>>>>>

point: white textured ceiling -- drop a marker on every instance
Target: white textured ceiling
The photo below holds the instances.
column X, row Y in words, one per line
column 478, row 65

<<<<<

• [Try it]: Whenever the word "ceiling" appears in a line above, copy that line.

• [Exercise output]:
point: white textured ceiling -- drop a marker on every instance
Target: white textured ceiling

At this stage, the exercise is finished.